▼▼▼
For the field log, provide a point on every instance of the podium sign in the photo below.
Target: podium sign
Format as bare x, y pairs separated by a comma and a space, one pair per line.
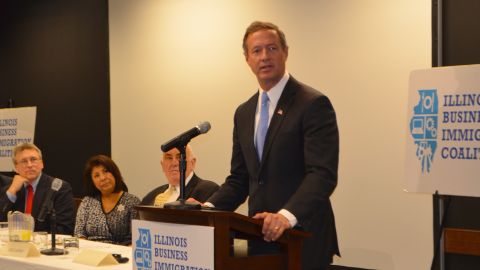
159, 245
17, 125
443, 137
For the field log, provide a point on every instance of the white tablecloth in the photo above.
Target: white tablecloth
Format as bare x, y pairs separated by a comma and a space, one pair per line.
66, 261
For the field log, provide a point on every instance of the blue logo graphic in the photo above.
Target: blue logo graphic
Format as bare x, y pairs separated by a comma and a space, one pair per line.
143, 250
423, 127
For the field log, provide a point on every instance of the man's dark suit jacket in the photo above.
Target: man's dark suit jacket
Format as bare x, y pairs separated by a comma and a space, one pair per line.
5, 181
298, 170
63, 204
196, 188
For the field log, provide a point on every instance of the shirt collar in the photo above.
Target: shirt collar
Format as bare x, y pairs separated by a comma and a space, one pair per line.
187, 179
276, 91
34, 183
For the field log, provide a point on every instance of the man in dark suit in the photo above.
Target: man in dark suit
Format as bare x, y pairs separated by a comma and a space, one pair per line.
196, 188
290, 181
28, 162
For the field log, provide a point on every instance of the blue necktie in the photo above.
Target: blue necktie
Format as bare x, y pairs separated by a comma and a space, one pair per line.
262, 125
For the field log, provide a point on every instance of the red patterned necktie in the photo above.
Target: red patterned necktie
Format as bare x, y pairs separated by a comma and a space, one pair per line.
28, 206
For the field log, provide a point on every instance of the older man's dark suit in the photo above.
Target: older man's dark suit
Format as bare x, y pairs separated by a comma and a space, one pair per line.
298, 170
196, 188
63, 204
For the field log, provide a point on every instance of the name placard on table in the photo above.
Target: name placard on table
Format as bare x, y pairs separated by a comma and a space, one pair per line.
159, 245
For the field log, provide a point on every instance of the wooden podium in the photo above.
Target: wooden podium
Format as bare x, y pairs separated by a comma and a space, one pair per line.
227, 224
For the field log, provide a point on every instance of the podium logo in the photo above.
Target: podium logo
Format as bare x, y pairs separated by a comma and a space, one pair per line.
423, 127
143, 250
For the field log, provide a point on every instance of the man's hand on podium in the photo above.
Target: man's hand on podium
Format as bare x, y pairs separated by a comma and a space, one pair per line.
194, 201
274, 225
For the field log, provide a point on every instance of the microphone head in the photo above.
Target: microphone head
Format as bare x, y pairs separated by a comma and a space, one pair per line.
56, 184
204, 127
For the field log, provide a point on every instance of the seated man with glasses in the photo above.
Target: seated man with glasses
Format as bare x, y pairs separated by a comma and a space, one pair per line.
28, 191
195, 187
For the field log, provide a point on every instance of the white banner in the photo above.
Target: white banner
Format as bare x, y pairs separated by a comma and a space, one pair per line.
17, 125
165, 246
443, 138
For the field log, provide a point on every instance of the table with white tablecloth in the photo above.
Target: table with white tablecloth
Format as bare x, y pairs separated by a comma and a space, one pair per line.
66, 261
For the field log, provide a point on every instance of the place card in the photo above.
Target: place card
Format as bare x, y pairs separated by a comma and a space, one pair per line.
20, 249
94, 258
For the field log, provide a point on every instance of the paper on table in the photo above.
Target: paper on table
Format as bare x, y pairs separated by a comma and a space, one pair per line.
94, 258
20, 249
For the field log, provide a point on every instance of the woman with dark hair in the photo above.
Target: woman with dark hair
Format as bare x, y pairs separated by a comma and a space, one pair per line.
107, 210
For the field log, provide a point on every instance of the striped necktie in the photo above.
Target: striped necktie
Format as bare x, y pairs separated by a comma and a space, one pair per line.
28, 205
262, 125
162, 198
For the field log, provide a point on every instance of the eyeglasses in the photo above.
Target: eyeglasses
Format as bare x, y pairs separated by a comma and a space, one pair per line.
24, 162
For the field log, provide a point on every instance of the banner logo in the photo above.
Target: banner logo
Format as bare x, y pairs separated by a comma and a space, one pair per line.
143, 250
424, 126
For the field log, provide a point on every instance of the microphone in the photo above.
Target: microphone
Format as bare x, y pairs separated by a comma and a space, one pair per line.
48, 202
184, 138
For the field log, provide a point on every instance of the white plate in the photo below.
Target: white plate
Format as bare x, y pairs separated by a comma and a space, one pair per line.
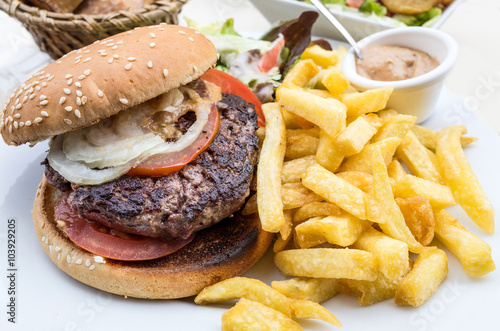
358, 26
48, 299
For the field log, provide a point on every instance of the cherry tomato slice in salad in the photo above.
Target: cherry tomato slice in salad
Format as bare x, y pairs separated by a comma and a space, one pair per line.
167, 163
101, 241
232, 85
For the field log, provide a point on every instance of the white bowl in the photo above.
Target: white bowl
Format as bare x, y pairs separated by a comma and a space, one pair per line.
415, 96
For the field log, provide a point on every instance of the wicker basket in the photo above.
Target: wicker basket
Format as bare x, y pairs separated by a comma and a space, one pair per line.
58, 34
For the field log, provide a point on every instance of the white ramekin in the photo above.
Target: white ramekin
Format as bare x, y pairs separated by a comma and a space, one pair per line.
415, 96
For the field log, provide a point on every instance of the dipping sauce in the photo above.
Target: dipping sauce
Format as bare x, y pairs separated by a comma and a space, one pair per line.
390, 63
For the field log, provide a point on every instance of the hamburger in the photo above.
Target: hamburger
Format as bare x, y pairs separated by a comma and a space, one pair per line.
148, 166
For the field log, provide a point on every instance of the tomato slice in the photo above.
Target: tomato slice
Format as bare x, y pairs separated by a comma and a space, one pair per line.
167, 163
232, 85
270, 58
101, 241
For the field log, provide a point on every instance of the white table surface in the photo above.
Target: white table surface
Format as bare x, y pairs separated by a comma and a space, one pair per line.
49, 300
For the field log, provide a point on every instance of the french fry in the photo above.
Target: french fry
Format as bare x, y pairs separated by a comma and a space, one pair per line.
394, 224
295, 195
251, 315
363, 160
366, 102
248, 288
327, 154
391, 254
322, 57
327, 263
342, 230
473, 252
369, 292
312, 289
429, 271
335, 81
269, 170
419, 218
301, 145
309, 309
360, 179
293, 169
355, 136
461, 179
419, 160
428, 137
301, 73
409, 186
328, 114
396, 126
314, 209
338, 191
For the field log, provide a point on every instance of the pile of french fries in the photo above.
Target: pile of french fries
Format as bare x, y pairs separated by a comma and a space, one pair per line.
▲▲▲
▸ THE EXERCISE
Reproduce every one of the entries above word for word, omitting the pictures.

▸ TASK RESULT
For the field log, provide a point on every instance of the podium sign in the photo below.
Target: podium sign
Format as bare x, y pairs separated by a comma and a space, one pair per line.
159, 245
17, 125
443, 137
For the field log, provide a point on every instance of the white tablecloth in the photo above.
Target: white tablecloth
Format as bare x, y pairs separated by a comma and a space, one pair per line.
66, 261
For the field log, provide a point on every instance of the blue logo graphic in the photo above.
Target: blue logo graphic
Format as bare x, y pairs separated by a comma and a space, one pair per line.
143, 250
423, 127
For the field log, provide a point on every instance of the man's dark suit jacket in the photo above.
Target: man's dark suit jacket
Format as bare x, y pairs separated by a comma and a space, one pair per line.
5, 181
298, 170
63, 204
196, 188
For the field log, provide a point on every instance of the shirt collar in the photo above.
Target: shirt collar
Format as bare x, y pairs separated by a comma and a space, one pair per line.
187, 179
276, 91
34, 183
For the field log, provide a point on every instance of the man in dark suit in the photo above.
Target: man in dark suit
Format as bare x, y pairs separated by a comma and a space, one pair per line.
196, 188
290, 181
28, 162
For the field log, provide a point on every instance of the blue necktie in the photo above.
Target: blue necktie
Format as bare x, y pairs separated by a comma and a space, one pair per line.
262, 125
For the field log, provide a point on every instance of the red patterned necktie in the photo above.
Target: red patterned necktie
Format as bare x, y pairs separated by a comma and a space, one pair per line.
28, 206
For the field log, provide a point on every instance of the older man's dark suit in the photo above.
Target: older man's dark suit
Format as bare x, y pairs separated by a comma and a space, one pair per line.
298, 170
196, 188
63, 204
For the field log, provide a point on every instance of the name placard on table in the photo above.
Target: name placard on table
Format as bare x, y pairs separated by a comma and a space, one pair per line.
159, 245
For the field log, provide a point on every instance of the wooden podium in the photo above.
Target: wooden podium
Format as bare x, y pairs separated by a comma and a space, one pair per line.
227, 224
For the field log, provide a point on every instance of the podium logo in the photo above.
Target: podium logo
Format as bare x, y pairs separated by a comma and a space, one pair per line.
423, 127
143, 250
For the field log, provide a point on every instance of the man's hand on podium in the photo above.
Target: man's hand on podium
Format as bare x, y pairs separated by a comma and a space, one pair per line.
194, 201
274, 225
For the field log, provide a point on every instance of the microphone head in the photo above.
Target: microphone head
Format as bare x, y pairs separated by a comma and a space, one pair per line.
56, 184
204, 127
For the field log, provide a point on every instance of the seated man with glasses in the photo above.
Target: seated man with glasses
Format as bare x, y pairs separated by a comma and a space, one pair per line.
28, 191
195, 187
For the field log, provide a point on every instance of the white banner in the photo above.
Target: white banner
Format as bare x, y pairs separated by a comma and a space, one pair per line.
17, 125
165, 246
443, 138
For the field log, provide a point on every instance of the table with white tablecloth in the photo above.
Target: table with white tablecloth
Format as bare x, y pairs separated by a comma and a space, one pair per line.
66, 261
For the field log, provide a point on every instance of the place card in the photo above.
Target: place card
Format as bare x, y pairs separated by a comma and a space, one pair per line.
20, 249
94, 258
For the field log, provide a point on every instance of the paper on table in the photo above.
Target: paper on table
Format as bare x, y pairs separated by a comma and a space, one pair per line.
94, 258
20, 249
For the field log, provide a point on every instance of the woman with dark hair in the photo above.
Target: woman with dark hair
Format as bare x, y pairs separated by a comma and a space, one pair per line.
107, 210
For the field log, provide a point on every instance of the striped necktie in the photo above.
Target: striped necktie
Format as bare x, y pairs separated by a comma and a space, one pair per line.
28, 205
262, 125
162, 198
For the field log, provide a point on every instance of the eyeglasses in the photo above.
Target: eyeglasses
Format as bare x, y pairs separated by a comma and a space, one pair per line.
24, 162
For the field log, provide a point on every instance of the banner logo in the photo above.
Target: banner logo
Format as bare x, y pairs separated by a comma and a space, one pair per line.
143, 250
424, 126
For the field log, provide a point on every instance of the microphone in the photo above.
Target: microphone
Format as bare x, y pairs separated by a comma and a space, one pair per line.
48, 202
184, 138
For the field log, provide a point on every instance of the white plate in the photo below.
Target: white plate
Format as bare x, y pairs separated by a comma and a space, one pair per line.
358, 26
48, 299
For the field log, provide a point on every instance of the cherry tomato slice in salad in the photo above.
Target: cherry tomato slice in salad
Format as bare x, y pairs separated by a comma and a space, one pair per line.
167, 163
101, 241
232, 85
For the field log, provide a point on every instance of the white bowl in the photo above.
Target: white bowl
Format as bare x, y pairs separated by a comma and a space, one pair per line.
415, 96
For the field log, provide a point on every instance of the wicker basket in the photo above.
Target: wicker basket
Format as bare x, y pairs separated by a comma and a space, one pair per line.
58, 34
For the field log, provide a point on every instance of the white ramekin in the photo above.
Target: white ramekin
Format as bare x, y pairs separated by a comma and a space, one pair per line.
415, 96
For the field log, provide a point on every instance of the dipping sauce in the photo above.
Target: dipping sauce
Format as bare x, y pairs separated by a comma and a space, one pair per line.
390, 63
For the field log, provide a point on every instance of the hamburger in the photo above.
Target: hamburger
Format as bare x, y pairs separated by a comma and a space, one pair per line.
148, 166
For the field log, provide a point on every instance of the tomato slice in the photo above.
Target: tomato slice
Format as bare x, y pairs separated by a comma and a space, one pair per line.
167, 163
232, 85
270, 58
101, 241
For the field log, provide a point on every instance of the white table surface in the photo above.
Target: white table surface
Format as bare x, y pairs separated by a comma and a space, one pair per line.
49, 300
For the field log, provide a point on every instance of the french fry in the photo above.
Target: french fry
Format as bare x, y pairs separated by a comma and a space, one pair per line.
394, 224
295, 195
251, 315
363, 160
366, 102
248, 288
327, 154
391, 254
322, 57
327, 263
342, 230
473, 252
369, 292
312, 289
429, 271
335, 81
269, 170
419, 218
301, 145
309, 309
360, 179
293, 169
355, 136
461, 179
419, 160
428, 137
301, 73
409, 186
328, 114
396, 126
314, 209
338, 191
For the field log, provide a point on every instance of the pile of french fries in the photo above.
Target: pile of french fries
Format as bare x, y pairs separated by a comma and a space, one pair per line.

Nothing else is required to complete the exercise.